Wednesday, March 25, 2009

A Darker Growth Industry

Yesterday I suggested that "rehab could become one of the major growth industries behind economic recovery." While it is nice to contemplate that the spirit of people helping others could provide a motivating force to get us out of the current crisis, a story filed from Houston last night by Sheila McNulty for the Financial Times made it clear that such altruism is far from the only path to economic growth:

Guns and ammunition are one growth industry in this recession, fuelled by anecdotal evidence that the economic downturn has sparked an increase in crime from which Americans want to protect themselves.

The Texas Senate criminal justice committee is debating whether to permit state residents to come to work with guns in their vehicles. Proponents say as crime rises, Texans must have guns to drive safely to and from work. Critics object that, given the increasing number of Texans losing their jobs, guns in their cars is a recipe for disaster.

In November last year there were a record 1,529,635 background checks for gun licences in the US, up 42 per cent from the same period a year earlier, according to the Federal Bureau of Investigation. In January 2009 the number of background checks re­quested was 1.21m, up from 942,556 in the same month last year, and rose in February to 1.3m, up from 1m in February 2008.

My guess is that Franklin Roosevelt did not have such circumstances in mind when he said of the Great Depression, "The only thing we have to fear is fear itself;" but it is clear from McNulty's account that the "engine" behind this particular growth industry is nothing more than raw get-them-before-they-get-us fear. Whether or not Roosevelt anticipated such a reaction, his cautionary admonition is as relevant now as it was almost half a century ago.

Nevertheless, to be fair, the growth of the firearms industry has at least one major driver other than preemptive fear of crime. McNulty's report concludes by exploring another aspect of this growth:

Jonathan Lowy, director of legal action at the Brady Center [to Prevent Gun Violence], says 95 per cent or more of the guns used in the Mexican drug battles are from the US. “That has certainly become a part of the US market, supplying guns to the Mexican gun cartels.”

--- ASSIGNED TASK 1 ---
In the blog post on guns as a growth industry, which committee is debating whether Texans may bring guns to work in their vehicles?
--- ASSIGNED TASK 2 ---
In the blog post on guns as a growth industry, switch "Texans" to "Texas residents" throughout the part that opens with the words containing "The Texas Senate" and closes with "in February 2008.", and write that part out again.
--- ASSIGNED TASK 3 ---
Proceed with the blog post on guns as a growth industry, picking up after its final sentence.

--- EXTRACTED DATA ---
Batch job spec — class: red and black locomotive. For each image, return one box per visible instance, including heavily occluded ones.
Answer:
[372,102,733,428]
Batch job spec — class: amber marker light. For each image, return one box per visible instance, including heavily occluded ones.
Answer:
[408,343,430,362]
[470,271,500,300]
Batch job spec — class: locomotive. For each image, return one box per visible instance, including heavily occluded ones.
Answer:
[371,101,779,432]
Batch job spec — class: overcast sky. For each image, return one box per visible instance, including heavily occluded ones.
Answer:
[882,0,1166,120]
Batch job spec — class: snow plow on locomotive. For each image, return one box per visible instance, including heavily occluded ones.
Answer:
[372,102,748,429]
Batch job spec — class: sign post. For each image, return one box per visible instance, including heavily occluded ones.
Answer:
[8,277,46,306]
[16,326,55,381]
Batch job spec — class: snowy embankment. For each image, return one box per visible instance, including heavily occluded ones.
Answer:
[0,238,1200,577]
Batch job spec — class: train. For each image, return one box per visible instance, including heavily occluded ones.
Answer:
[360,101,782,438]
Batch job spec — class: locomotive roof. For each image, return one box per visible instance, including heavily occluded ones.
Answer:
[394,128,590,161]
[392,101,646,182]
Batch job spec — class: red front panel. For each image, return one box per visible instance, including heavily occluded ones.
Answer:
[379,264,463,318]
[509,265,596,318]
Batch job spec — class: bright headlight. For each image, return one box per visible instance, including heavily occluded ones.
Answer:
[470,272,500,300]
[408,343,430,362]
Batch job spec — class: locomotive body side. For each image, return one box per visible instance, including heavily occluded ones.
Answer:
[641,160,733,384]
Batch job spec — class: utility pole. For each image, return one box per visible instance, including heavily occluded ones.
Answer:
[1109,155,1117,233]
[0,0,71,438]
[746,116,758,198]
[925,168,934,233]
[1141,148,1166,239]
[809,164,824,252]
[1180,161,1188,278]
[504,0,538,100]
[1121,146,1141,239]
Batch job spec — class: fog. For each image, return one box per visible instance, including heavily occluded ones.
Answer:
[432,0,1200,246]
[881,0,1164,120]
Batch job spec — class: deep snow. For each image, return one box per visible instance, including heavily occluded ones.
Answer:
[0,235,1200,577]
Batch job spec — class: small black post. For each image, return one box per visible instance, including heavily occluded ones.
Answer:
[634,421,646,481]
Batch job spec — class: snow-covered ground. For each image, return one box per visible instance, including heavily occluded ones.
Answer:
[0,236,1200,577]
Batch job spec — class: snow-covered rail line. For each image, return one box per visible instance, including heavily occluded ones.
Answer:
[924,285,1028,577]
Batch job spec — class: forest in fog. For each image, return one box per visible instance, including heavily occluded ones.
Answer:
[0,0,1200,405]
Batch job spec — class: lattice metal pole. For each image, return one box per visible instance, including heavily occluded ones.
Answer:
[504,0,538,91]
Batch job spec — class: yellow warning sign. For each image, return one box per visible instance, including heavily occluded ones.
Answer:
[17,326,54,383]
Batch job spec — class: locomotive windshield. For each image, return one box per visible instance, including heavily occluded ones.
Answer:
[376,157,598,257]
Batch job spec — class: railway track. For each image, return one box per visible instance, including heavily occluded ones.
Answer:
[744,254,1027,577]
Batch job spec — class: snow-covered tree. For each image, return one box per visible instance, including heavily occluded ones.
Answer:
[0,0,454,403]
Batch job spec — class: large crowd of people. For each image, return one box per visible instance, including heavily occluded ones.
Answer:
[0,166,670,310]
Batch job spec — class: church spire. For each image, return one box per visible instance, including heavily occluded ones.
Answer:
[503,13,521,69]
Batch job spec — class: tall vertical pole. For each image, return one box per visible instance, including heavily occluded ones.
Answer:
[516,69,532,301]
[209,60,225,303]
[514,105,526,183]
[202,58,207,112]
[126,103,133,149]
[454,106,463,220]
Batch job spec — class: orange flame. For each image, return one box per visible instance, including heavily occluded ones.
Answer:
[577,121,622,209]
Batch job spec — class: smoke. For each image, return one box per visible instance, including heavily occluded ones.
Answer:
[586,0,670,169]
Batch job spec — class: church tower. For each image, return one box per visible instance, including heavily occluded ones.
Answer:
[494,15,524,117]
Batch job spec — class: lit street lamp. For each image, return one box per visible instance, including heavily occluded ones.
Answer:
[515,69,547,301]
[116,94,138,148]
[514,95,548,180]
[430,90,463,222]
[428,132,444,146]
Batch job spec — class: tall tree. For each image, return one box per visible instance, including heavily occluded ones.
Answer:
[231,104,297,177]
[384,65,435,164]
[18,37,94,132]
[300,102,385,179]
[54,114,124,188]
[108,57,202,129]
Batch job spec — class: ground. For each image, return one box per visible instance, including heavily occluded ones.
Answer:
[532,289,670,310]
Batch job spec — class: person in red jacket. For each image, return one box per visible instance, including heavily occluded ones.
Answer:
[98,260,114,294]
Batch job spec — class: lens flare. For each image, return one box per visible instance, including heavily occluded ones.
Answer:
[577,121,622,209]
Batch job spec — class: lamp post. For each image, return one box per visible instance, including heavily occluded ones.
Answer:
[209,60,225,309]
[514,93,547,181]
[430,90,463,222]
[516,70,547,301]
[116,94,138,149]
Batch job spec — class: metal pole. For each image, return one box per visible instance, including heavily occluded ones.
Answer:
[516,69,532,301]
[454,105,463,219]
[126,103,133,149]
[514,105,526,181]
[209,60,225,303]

--- REPLY 1 ---
The Texas Senate criminal justice committee.

--- REPLY 2 ---
The Texas Senate criminal justice committee is debating whether to permit state residents to come to work with guns in their vehicles. Proponents say as crime rises, Texas residents must have guns to drive safely to and from work. Critics object that, given the increasing number of Texas residents losing their jobs, guns in their cars is a recipe for disaster.

In November last year there were a record 1,529,635 background checks for gun licences in the US, up 42 per cent from the same period a year earlier, according to the Federal Bureau of Investigation. In January 2009 the number of background checks re­quested was 1.21m, up from 942,556 in the same month last year, and rose in February to 1.3m, up from 1m in February 2008.

--- REPLY 3 ---
Mexico has restrictive laws on gun sales and a ban on many types of firearms.

Thomas G. Mangan, a spokesman for the federal Bureau of Alcohol, Tobacco, Firearms and Explosives in Phoenix, says most of the guns recovered in Mexico are traced back to the US. “The biggest target is the south-western border states.’’

More than 7,000 guns were recovered in Mexico last year and traced back to the US, Mr Mangan says. At a Senate hearing last week, William Hoover, assistant director for field operations at the ATF, said the US had traced almost 10,000 weapons in Mexico so far this year. He said 90 per cent of such weapons came from the US.

Last year a Brookings Institution report estimated that 2,000 weapons illegally cross the border from the US into Mexico every day.

Apparently, we have an manufactured product for which there is still a high demand for export! Is this the sort of thing that Tom Friedman had in mind when he preached that globalization would lead to expanded market volume? As Paul Saffo used to say, "The future always arrives late and in unexpected ways." Were these current circumstances part of the future of globalization that you expected, Tom?